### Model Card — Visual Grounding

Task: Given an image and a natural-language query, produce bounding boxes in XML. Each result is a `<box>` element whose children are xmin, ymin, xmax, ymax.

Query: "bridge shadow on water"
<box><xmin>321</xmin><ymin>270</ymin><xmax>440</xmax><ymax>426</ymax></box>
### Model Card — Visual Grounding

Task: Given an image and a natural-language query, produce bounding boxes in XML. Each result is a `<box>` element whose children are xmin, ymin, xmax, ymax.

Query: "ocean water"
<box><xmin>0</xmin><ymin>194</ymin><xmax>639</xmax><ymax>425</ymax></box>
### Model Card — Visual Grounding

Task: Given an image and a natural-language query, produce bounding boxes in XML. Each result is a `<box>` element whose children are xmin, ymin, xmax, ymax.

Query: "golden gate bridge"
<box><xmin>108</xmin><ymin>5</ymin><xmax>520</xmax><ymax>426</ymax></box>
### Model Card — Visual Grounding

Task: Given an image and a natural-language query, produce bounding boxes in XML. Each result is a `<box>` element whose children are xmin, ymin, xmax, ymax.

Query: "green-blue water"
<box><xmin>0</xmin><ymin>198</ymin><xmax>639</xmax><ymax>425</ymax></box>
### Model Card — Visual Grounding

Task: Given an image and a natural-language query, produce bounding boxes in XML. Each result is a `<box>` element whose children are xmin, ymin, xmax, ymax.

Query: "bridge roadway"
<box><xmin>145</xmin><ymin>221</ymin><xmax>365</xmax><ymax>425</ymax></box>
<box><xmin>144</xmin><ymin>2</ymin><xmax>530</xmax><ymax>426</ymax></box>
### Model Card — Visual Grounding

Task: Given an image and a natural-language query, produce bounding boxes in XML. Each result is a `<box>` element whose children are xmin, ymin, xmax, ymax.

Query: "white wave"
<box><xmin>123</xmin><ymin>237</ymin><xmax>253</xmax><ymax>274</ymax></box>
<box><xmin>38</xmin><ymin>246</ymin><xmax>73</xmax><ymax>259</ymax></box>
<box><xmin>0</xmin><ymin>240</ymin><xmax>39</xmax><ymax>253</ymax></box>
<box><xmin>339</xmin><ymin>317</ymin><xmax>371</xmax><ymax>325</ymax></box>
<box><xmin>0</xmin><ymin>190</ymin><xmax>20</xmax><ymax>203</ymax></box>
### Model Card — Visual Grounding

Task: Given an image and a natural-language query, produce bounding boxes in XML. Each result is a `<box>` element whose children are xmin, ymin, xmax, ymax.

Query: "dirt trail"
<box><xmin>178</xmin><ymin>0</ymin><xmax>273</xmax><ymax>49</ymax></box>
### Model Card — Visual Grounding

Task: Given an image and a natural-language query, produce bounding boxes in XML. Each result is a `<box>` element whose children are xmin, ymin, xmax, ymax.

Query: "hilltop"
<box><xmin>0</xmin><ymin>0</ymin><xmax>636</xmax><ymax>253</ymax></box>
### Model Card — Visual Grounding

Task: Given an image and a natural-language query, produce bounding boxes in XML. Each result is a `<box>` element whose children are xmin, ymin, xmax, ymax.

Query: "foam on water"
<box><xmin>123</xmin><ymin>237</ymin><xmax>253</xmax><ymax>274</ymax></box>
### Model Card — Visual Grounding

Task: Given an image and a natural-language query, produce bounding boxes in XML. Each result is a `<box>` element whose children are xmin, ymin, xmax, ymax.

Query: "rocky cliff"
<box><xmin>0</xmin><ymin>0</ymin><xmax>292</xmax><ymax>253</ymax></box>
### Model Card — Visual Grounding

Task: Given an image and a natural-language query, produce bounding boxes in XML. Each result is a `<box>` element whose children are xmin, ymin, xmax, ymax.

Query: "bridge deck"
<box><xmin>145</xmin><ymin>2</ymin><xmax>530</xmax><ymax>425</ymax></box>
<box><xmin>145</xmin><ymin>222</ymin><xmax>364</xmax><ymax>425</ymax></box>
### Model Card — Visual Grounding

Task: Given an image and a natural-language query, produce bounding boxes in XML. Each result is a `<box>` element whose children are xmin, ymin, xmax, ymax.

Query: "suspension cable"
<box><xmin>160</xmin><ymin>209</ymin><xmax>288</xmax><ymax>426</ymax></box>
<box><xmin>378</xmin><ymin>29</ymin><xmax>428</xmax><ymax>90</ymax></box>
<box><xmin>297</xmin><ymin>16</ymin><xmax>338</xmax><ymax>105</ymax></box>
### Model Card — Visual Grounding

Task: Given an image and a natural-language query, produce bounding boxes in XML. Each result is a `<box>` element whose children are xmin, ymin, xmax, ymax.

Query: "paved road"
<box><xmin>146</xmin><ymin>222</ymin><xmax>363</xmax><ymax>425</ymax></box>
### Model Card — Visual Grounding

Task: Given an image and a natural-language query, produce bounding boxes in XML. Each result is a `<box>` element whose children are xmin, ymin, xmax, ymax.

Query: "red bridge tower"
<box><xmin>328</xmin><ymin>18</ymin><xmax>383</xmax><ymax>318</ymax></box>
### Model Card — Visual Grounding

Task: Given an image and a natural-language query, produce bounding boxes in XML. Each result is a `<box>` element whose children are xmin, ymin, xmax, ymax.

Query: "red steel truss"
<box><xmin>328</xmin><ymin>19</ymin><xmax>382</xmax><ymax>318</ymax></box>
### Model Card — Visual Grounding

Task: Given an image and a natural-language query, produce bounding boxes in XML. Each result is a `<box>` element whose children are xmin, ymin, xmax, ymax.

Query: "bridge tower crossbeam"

**DIRECTIVE**
How many of the lines above contain the word "bridge"? Reply with the number alone.

**FULL OUTPUT**
6